Consignes.
1. Répondez aux questions suivantes à partir de l'extrait.
(a) Quelle discrimination l'extrait présente-t-il comme bien plus odieuse que les autres ?
(b) Depuis combien de temps l'esprit a-t-il supplanté la naissance pour l'accès aux situations les plus enviables ?
(c) Qui pouvait s'offusquer au XVIIe siècle de voir des « gens sans naissance » accéder au pouvoir ?
2. Restituez mot pour mot le passage de l'extrait qui va de « On se plaint » à « remettre en cause. ».
3. Indiquez si chacune des affirmations suivantes s'accorde avec l'extrait, en répondant par oui ou par non et en citant les mots de l'extrait qui tranchent.
(a) La discrimination envers les imbéciles est socialement acceptée.
(b) Beaucoup de gens songent à remettre en cause la méritocratie.
(c) Aujourd'hui, on se vante d'atteindre une position grâce au carnet d'adresses de ses parents.

Extrait choisi.
■ ■ ■ ■ ■
On se plaint avec raison des discriminations qui touchent les femmes, les noirs, les homosexuels, les petits, les roux, les gros... et ceux qui ont le malheur d'être tout cela à la fois. Pourtant, il existe une discrimination bien plus odieuse, et d'autant plus scandaleuse qu'elle est socialement acceptée: celle qui frappe les imbéciles.

Peut-être passe-t-elle inaperçue en raison de son importance même. Depuis deux siècles, l'esprit a en effet supplanté la naissance pour l'accès aux situations les plus enviables. Si Saint-Simon pouvait s'offusquer au XVIIe siècle de voir des « gens sans naissance » accéder au pouvoir et se boucher le nez au passage des roturiers, personne ne se vante aujourd'hui d'atteindre une quelconque position en raison du carnet d'adresses de ses parents. La méritocratie a triomphé, et rares sont ceux qui songeraient à la remettre en cause.
■ ■ ■ ■ ■
Lignes de données.
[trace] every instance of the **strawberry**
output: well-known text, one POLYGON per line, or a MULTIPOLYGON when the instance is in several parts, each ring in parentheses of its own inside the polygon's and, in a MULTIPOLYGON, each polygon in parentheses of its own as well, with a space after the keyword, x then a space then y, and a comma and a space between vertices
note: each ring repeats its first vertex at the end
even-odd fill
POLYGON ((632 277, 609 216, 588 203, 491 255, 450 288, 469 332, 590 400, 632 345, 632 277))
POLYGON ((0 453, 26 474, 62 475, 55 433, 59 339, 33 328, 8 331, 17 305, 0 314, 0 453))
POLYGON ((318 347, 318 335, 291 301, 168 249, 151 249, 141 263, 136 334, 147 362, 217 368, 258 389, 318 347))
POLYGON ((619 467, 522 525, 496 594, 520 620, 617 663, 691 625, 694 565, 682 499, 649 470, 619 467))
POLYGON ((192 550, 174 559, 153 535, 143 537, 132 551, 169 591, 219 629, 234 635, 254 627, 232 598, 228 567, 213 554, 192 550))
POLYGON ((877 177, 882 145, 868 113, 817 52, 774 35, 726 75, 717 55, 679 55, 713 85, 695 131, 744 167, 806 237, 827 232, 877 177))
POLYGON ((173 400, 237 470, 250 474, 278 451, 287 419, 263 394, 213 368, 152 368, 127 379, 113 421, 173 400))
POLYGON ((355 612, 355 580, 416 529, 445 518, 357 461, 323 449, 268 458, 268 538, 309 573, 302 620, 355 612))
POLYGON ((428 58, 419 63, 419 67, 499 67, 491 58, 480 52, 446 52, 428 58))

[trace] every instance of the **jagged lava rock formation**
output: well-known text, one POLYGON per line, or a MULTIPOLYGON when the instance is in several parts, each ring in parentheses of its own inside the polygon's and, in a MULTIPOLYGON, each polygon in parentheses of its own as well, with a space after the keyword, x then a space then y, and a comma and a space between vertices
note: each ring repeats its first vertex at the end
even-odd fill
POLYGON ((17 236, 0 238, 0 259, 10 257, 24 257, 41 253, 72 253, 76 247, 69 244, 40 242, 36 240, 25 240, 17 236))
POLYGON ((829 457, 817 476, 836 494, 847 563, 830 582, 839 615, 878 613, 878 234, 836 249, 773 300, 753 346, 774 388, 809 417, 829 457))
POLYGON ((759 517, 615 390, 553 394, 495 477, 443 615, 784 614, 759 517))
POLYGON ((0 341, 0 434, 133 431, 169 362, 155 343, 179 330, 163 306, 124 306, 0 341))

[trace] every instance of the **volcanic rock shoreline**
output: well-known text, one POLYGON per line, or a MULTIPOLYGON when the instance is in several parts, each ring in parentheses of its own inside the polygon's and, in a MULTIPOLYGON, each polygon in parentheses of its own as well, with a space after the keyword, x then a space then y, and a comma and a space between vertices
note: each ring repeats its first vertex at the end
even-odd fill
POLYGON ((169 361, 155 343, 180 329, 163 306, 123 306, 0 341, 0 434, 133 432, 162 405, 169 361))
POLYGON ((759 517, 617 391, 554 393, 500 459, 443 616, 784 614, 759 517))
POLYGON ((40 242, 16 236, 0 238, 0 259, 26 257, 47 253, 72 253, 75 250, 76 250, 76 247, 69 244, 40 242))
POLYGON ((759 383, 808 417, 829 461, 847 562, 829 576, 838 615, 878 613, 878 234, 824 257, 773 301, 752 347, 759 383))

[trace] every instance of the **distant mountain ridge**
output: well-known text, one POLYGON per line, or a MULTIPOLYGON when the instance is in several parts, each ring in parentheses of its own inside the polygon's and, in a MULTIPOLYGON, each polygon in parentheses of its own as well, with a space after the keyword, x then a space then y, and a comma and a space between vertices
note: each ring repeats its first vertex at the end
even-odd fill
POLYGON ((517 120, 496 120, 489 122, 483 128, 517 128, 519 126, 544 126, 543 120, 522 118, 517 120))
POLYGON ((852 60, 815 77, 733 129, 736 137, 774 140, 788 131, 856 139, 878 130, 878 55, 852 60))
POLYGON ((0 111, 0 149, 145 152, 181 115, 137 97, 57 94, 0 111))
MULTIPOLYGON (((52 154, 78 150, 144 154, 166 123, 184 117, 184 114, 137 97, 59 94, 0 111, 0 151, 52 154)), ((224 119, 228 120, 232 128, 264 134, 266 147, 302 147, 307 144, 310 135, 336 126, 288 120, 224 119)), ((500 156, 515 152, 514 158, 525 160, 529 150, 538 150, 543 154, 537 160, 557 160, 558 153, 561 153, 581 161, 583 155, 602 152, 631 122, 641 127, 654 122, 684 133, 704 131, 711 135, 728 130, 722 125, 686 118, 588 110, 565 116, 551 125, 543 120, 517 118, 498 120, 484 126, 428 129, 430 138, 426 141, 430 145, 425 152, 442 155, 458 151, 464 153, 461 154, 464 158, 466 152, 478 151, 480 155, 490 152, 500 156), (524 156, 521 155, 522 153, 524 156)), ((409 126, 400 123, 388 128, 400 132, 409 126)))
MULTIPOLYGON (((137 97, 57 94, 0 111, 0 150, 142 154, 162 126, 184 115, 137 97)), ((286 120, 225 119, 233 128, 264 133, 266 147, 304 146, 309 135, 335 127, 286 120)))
■ ■ ■ ■ ■
Réponses finales.
1.
(a) Celle qui frappe les imbéciles.
(b) Depuis deux siècles.
(c) Saint-Simon.

2.
On se plaint avec raison des discriminations qui touchent les femmes, les noirs, les homosexuels, les petits, les roux, les gros... et ceux qui ont le malheur d'être tout cela à la fois. Pourtant, il existe une discrimination bien plus odieuse, et d'autant plus scandaleuse qu'elle est socialement acceptée: celle qui frappe les imbéciles.

Peut-être passe-t-elle inaperçue en raison de son importance même. Depuis deux siècles, l'esprit a en effet supplanté la naissance pour l'accès aux situations les plus enviables. Si Saint-Simon pouvait s'offusquer au XVIIe siècle de voir des « gens sans naissance » accéder au pouvoir et se boucher le nez au passage des roturiers, personne ne se vante aujourd'hui d'atteindre une quelconque position en raison du carnet d'adresses de ses parents. La méritocratie a triomphé, et rares sont ceux qui songeraient à la remettre en cause.

3.
(a) Oui : « d'autant plus scandaleuse qu'elle est socialement acceptée ».
(b) Non : « rares sont ceux qui songeraient à la remettre en cause ».
(c) Non : « personne ne se vante aujourd'hui d'atteindre une quelconque position en raison du carnet d'adresses de ses parents ».